- **EXPLORE THE MATERIAL**:
A) In the passage on impact, influence, and effect, what Latin source is given for the word "effect"?
B) Please translate this sentence from the passage on impact, influence, and effect into Spanish: "But to anybody who's paying attention yes, they're different words."
C) List every word whose meaning or origin the passage on impact, influence, and effect explains.

- **READING PASSAGE**:
To your question I would say that those three words are all interchangeable to economists and academics because these aren't particularly literate or deep thinking groups of people in general anymore. But to anybody who's paying attention yes, they're different words. I'm not sure what's accomplished by me explicating the dictionary (you have to read it for yourself) but I'll give it a shot:

Impact this is the language of contact, violence. An appeal to physics. (Because it sounds so concrete, the word is systematically misused by bullshit artists in business, politics.)

Influence is the language of hydraulics, magnetism. Fluid/flow/confluence/fluency. Also an appeal to physics, but the source of the energy could be farther away. (This might be seen as weak or wishy-washy language, since is often cleverly used to imply direct causality where there is none.)

Effect derives from ex-facere = to do/make, and suggests a result with some finality, clarity. (Again, it's a term that's been systematically misused to do an end run around making an argument about how something causes something, to begin by discussing the thing that happens as an outcome.)

You can mostly go down the list like this. Consequence like effect, a term implying certainty, logic. Con =with + sequence. Repercussion from French "to hit back". Thrust (same thing).

- **DATA RECORDS**:

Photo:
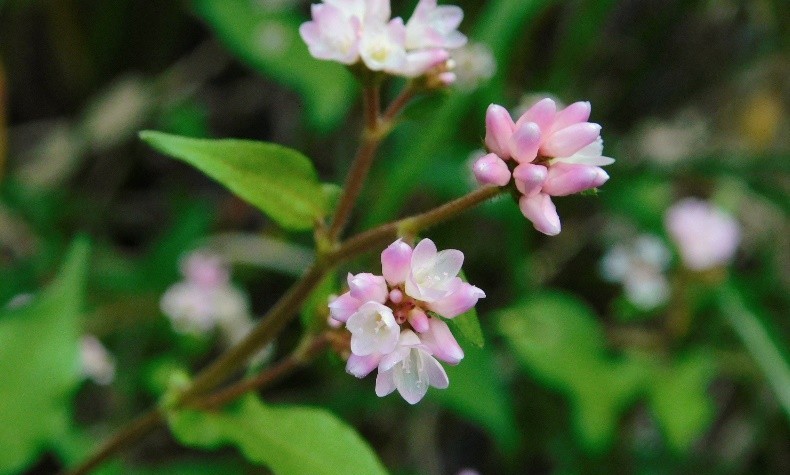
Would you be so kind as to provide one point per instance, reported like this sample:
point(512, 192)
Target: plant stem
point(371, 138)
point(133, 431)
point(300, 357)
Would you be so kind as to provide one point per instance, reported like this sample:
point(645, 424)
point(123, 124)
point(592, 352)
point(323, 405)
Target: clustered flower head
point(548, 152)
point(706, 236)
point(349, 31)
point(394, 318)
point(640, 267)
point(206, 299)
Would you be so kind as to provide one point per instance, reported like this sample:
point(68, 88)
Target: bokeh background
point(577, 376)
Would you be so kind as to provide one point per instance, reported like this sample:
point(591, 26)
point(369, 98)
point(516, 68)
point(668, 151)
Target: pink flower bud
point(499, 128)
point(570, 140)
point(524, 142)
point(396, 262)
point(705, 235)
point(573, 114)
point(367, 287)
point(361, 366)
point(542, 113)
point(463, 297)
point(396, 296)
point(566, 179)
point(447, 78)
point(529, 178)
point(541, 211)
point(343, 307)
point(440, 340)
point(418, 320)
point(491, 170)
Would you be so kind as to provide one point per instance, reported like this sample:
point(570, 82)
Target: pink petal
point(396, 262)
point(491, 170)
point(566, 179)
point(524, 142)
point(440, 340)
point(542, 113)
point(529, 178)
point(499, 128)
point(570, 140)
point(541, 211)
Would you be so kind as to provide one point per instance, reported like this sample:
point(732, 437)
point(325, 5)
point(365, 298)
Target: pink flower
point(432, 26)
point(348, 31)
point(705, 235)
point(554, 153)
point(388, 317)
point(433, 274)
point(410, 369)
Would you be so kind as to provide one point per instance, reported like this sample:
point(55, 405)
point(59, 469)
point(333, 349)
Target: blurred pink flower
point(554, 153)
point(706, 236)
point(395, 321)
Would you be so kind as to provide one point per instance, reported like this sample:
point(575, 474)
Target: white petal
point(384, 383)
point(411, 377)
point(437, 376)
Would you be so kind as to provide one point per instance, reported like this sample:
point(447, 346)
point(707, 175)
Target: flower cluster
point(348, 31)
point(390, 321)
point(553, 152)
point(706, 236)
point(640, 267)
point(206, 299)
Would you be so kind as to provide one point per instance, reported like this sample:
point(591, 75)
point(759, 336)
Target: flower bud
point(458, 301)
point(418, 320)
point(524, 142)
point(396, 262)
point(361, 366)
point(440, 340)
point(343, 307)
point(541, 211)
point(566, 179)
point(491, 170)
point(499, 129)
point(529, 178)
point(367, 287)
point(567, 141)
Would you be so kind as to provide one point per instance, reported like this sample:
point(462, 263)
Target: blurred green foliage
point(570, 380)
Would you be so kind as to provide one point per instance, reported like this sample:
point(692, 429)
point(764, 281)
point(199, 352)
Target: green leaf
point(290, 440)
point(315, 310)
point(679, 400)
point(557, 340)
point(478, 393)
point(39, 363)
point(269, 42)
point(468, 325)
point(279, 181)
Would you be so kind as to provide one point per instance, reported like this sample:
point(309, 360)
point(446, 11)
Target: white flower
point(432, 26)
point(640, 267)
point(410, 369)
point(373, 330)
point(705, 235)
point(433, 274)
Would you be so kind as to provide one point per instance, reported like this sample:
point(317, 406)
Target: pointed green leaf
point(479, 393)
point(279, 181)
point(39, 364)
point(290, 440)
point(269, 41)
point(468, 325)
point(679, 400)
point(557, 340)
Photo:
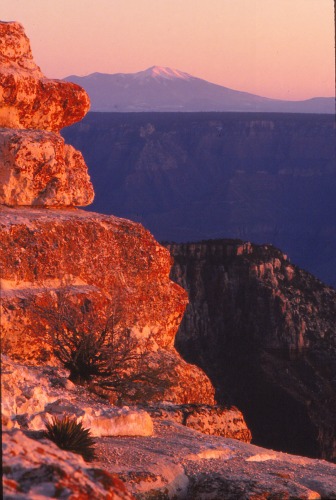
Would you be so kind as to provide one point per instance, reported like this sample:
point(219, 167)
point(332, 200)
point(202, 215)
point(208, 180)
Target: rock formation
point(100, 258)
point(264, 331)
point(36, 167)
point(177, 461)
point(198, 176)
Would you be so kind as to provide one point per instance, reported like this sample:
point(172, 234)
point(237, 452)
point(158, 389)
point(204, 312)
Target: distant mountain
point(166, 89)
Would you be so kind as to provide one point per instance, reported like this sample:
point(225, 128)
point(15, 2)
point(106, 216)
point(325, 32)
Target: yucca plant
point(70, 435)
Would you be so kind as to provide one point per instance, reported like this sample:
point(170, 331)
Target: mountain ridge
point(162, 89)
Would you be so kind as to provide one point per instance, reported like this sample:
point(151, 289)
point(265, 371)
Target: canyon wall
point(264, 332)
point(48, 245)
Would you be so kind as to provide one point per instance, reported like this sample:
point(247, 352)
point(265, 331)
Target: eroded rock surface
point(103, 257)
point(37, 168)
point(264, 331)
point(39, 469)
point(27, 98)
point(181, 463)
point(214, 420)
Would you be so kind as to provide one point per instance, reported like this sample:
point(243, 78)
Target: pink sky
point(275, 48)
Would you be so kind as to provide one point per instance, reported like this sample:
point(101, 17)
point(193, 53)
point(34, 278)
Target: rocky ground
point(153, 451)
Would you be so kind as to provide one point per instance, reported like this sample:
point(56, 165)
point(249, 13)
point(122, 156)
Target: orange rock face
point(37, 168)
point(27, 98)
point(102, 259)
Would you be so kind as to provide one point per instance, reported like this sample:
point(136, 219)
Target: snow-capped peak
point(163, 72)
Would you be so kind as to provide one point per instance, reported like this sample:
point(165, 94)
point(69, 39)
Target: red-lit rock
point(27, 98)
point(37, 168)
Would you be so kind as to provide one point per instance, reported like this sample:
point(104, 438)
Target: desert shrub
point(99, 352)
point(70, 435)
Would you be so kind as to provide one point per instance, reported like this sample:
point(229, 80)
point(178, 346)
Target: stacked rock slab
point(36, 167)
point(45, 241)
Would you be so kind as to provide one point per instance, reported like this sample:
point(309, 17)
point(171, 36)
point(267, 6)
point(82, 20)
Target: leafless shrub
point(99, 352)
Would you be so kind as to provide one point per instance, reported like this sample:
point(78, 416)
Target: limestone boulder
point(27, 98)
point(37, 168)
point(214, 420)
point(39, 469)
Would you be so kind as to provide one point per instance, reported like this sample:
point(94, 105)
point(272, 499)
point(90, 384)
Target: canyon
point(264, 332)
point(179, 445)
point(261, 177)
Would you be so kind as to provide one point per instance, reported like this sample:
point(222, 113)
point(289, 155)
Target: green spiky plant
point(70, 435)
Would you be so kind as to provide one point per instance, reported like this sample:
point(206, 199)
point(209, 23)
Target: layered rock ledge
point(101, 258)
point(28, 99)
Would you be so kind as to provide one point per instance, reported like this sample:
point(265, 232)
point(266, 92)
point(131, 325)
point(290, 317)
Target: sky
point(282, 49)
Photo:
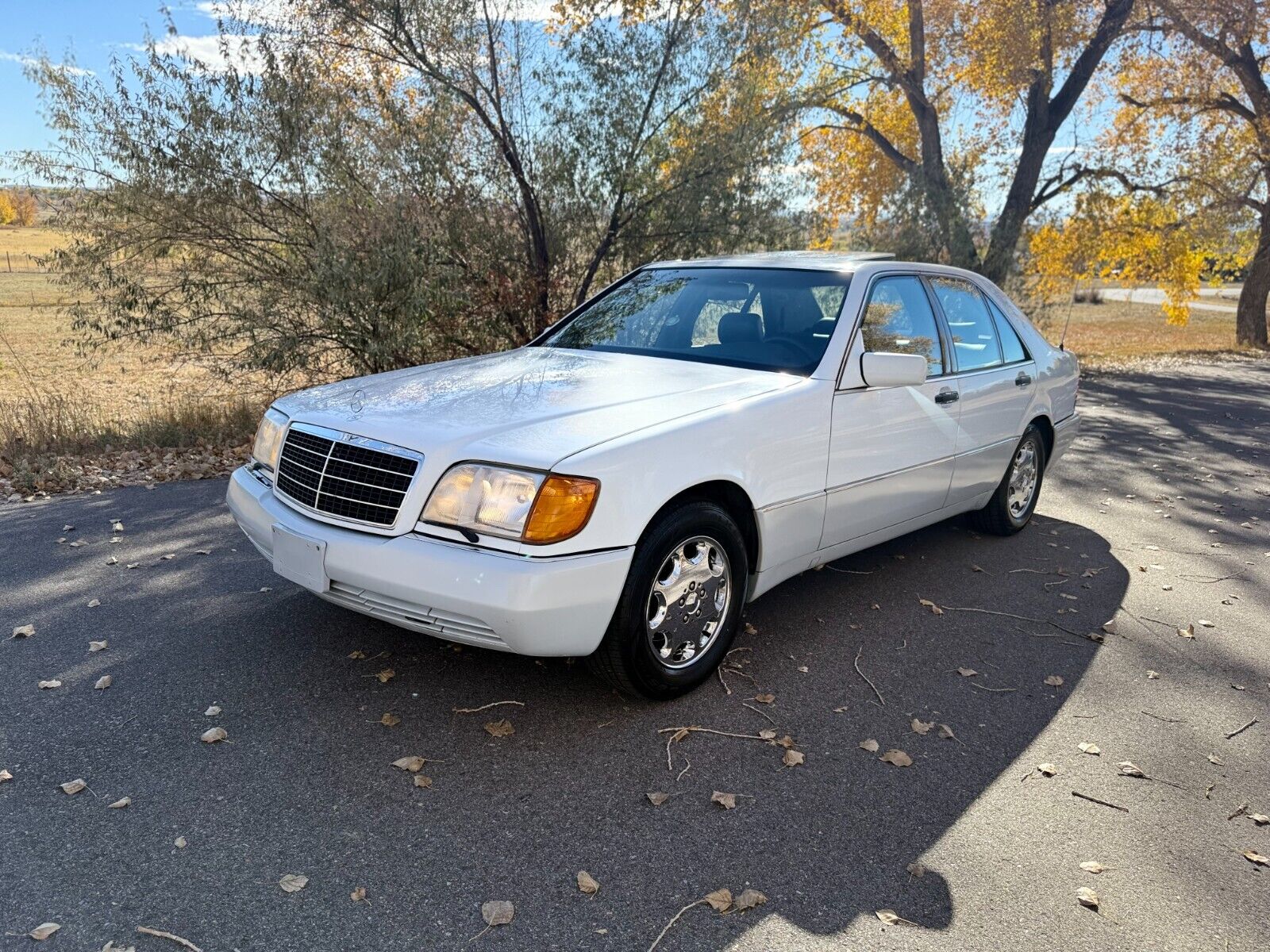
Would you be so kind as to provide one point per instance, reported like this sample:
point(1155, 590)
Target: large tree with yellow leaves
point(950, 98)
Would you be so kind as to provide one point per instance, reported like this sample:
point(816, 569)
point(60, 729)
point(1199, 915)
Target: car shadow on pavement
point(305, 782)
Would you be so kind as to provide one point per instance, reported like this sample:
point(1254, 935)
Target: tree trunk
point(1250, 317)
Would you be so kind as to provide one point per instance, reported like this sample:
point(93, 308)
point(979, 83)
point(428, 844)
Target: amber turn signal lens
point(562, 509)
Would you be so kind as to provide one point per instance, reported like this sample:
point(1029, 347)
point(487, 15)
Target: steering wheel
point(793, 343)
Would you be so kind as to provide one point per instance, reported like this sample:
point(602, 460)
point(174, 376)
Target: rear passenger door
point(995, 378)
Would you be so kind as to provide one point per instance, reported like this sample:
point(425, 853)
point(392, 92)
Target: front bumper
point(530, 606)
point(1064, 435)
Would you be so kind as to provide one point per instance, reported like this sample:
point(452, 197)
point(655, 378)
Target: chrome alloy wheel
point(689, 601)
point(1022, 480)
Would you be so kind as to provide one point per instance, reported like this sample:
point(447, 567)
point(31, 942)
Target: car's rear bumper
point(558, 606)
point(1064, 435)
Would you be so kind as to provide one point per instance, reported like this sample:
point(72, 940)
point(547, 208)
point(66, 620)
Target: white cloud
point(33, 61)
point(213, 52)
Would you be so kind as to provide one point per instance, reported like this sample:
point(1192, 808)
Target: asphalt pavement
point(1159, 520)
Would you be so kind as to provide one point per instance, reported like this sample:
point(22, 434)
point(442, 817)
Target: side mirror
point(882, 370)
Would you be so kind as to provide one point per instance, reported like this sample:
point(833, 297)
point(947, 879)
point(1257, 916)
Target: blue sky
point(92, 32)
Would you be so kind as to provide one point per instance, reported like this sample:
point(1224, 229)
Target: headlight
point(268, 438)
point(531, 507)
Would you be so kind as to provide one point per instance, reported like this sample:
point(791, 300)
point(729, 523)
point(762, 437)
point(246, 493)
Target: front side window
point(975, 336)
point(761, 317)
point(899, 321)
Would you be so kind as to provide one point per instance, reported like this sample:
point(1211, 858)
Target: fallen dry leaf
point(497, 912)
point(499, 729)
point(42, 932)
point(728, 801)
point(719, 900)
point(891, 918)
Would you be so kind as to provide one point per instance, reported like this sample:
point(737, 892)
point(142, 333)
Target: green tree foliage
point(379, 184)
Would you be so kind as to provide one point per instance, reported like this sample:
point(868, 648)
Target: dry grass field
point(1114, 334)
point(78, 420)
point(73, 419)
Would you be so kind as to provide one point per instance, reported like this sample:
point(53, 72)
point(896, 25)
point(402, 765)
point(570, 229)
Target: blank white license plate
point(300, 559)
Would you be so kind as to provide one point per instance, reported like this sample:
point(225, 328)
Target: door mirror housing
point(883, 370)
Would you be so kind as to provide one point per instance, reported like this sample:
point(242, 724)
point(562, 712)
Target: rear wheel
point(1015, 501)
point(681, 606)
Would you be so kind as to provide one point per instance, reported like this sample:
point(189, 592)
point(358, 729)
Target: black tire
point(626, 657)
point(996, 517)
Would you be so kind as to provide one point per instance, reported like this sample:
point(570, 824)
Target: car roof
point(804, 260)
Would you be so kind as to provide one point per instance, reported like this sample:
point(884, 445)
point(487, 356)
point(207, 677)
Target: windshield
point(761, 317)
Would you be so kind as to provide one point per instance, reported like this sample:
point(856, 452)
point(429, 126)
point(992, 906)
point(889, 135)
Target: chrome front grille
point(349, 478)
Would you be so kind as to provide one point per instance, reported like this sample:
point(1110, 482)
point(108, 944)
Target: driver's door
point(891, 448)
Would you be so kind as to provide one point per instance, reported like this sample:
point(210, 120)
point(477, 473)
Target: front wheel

- **COMPLETED EXERCISE**:
A) Ex-facere, meaning to do/make.

B) Pero para cualquiera que esté prestando atención, sí, son palabras distintas.

C) Impact, influence, effect, consequence, repercussion, thrust